**Page text:**
──────

Over the last four years, Air Methods has deployed multiple strategies to make billing as transparent and simple as possible for our patients. Our guiding principle is to approach any billing concerns according to what is best for them. To accomplish that, we have aggressively pursued in-network agreements with any willing payer who will come to the table and negotiate with us. This has resulted in over 50 percent of our privately insured patients being covered by in-network agreements – up from just 5 percent only four years ago – with partners like Anthem, Humana, and most states’ Blue Cross Blue Shield plans.

We have also been aggressive in our pursuit of partnerships with the largest national insurance companies – UnitedHealthCare, Aetna, and Cigna – but have yet to secure agreements with them. They remain the final pieces to the puzzle for us to reach our goal of being 100 percent in-network in the U.S. Being in-network is the best way to remove the financial burden from patients and ease the reimbursement process, and we continue to appeal to the “Big 3” insurance companies to come to the negotiating table.

Additionally, our patient advocates are individually assigned to patients with out-of-network payers, and a robust financial assistance policy has resulted in an average out-of-pocket cost of under $200 for all our patients. We do not balance bill patients and only send patients a bill if they have never provided us a payer of record or communicated with us to qualify them for financial assistance.

──────

**Supplied material:**
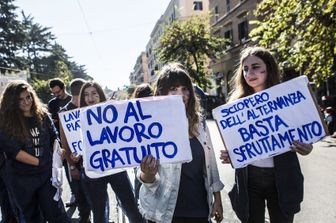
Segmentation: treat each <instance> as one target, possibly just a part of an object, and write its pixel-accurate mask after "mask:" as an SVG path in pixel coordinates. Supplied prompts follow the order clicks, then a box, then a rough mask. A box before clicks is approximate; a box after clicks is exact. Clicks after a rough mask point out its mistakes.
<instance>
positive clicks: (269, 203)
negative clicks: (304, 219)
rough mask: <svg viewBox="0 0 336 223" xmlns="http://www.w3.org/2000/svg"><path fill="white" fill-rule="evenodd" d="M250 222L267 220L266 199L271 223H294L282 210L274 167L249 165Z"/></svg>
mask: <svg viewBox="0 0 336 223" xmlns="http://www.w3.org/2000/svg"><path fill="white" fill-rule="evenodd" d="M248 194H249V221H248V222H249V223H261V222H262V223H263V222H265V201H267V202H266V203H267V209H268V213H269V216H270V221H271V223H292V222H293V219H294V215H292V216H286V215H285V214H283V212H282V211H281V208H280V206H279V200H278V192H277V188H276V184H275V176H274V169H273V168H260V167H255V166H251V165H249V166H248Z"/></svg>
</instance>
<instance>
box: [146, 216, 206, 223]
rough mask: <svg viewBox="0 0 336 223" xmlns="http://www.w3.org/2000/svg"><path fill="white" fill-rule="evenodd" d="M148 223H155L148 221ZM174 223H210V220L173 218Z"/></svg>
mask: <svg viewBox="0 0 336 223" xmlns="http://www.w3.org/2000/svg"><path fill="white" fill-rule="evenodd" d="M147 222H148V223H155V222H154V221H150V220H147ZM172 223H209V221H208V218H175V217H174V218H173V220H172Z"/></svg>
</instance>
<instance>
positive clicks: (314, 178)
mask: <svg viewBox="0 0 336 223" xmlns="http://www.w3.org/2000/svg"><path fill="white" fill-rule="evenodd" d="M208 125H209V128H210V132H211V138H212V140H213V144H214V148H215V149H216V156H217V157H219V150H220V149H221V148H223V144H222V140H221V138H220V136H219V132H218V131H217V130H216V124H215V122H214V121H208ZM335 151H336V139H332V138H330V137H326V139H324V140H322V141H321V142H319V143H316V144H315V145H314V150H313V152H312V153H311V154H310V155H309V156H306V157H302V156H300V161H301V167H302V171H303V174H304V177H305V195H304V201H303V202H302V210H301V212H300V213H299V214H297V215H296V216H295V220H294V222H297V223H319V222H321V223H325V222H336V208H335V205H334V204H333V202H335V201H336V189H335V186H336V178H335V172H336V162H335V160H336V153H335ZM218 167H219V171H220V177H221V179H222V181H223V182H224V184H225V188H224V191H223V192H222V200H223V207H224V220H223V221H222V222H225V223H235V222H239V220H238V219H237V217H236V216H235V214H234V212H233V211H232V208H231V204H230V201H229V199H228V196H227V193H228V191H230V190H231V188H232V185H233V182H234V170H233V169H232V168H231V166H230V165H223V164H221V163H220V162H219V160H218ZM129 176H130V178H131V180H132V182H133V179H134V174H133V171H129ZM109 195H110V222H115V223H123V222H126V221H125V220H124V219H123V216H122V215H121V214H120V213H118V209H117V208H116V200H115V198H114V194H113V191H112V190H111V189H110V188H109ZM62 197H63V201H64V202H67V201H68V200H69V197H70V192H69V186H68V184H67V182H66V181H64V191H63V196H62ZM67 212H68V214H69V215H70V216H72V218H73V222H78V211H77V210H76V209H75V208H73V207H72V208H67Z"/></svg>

──────

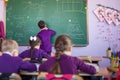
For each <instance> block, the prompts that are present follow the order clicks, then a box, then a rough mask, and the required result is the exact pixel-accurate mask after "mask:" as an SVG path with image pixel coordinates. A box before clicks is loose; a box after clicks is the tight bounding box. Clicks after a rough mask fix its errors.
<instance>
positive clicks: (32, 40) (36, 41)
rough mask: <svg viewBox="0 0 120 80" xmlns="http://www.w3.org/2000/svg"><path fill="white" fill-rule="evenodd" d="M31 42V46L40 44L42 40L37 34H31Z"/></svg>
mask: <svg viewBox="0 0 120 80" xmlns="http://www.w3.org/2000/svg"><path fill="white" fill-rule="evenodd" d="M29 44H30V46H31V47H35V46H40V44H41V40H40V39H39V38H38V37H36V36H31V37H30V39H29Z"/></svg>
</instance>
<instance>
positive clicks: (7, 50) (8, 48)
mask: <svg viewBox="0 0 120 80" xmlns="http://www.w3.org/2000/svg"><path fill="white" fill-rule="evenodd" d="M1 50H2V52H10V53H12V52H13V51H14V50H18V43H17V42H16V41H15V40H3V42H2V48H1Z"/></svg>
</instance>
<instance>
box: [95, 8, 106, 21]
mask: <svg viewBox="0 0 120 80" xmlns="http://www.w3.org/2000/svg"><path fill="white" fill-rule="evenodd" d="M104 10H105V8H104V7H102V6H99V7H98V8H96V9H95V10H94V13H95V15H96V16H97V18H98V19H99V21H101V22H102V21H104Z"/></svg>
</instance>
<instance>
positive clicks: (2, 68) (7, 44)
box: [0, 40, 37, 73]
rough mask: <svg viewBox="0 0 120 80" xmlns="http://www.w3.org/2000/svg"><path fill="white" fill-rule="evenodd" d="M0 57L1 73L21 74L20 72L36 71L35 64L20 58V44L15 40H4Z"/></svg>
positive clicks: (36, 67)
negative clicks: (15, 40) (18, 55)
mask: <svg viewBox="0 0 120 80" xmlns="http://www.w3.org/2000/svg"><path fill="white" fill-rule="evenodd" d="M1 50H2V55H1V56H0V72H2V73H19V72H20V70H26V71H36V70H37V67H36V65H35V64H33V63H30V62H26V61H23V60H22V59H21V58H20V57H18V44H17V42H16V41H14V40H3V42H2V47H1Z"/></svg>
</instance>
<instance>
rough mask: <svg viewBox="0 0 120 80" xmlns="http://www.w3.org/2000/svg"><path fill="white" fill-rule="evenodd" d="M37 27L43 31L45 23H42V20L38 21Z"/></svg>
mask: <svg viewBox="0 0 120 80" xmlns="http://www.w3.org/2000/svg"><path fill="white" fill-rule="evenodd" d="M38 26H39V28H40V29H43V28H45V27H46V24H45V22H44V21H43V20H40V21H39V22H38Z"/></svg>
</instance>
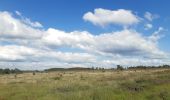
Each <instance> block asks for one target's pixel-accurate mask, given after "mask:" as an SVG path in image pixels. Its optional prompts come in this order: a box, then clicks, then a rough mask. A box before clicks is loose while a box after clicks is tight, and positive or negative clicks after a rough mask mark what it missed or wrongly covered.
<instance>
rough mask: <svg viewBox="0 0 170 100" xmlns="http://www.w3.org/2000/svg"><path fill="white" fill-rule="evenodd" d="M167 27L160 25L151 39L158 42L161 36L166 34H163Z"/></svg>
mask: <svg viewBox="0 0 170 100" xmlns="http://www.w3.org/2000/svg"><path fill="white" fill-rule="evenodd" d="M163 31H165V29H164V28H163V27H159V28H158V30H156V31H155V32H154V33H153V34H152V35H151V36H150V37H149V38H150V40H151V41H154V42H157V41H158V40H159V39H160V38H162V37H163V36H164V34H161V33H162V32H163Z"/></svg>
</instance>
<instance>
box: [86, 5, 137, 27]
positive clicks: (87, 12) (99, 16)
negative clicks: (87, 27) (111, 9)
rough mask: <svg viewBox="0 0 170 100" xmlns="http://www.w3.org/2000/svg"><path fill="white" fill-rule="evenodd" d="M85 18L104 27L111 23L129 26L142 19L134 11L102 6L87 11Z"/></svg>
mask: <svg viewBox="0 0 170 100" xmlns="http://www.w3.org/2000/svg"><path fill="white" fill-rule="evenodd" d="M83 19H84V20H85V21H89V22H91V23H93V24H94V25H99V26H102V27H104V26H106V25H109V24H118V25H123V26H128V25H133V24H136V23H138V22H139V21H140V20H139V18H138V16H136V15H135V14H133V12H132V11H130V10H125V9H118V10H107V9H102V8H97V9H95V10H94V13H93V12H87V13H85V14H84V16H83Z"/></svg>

──────

**What you should do:**
Copy out the statement on Air Methods billing in full, word for word. The material above is separate from the statement on Air Methods billing and bears no relation to it.

**Output:**
Over the last four years, Air Methods has deployed multiple strategies to make billing as transparent and simple as possible for our patients. Our guiding principle is to approach any billing concerns according to what is best for them. To accomplish that, we have aggressively pursued in-network agreements with any willing payer who will come to the table and negotiate with us. This has resulted in over 50 percent of our privately insured patients being covered by in-network agreements – up from just 5 percent only four years ago – with partners like Anthem, Humana, and most states’ Blue Cross Blue Shield plans.

We have also been aggressive in our pursuit of partnerships with the largest national insurance companies – UnitedHealthCare, Aetna, and Cigna – but have yet to secure agreements with them. They remain the final pieces to the puzzle for us to reach our goal of being 100 percent in-network in the U.S. Being in-network is the best way to remove the financial burden from patients and ease the reimbursement process, and we continue to appeal to the “Big 3” insurance companies to come to the negotiating table.

Additionally, our patient advocates are individually assigned to patients with out-of-network payers, and a robust financial assistance policy has resulted in an average out-of-pocket cost of under $200 for all our patients. We do not balance bill patients and only send patients a bill if they have never provided us a payer of record or communicated with us to qualify them for financial assistance.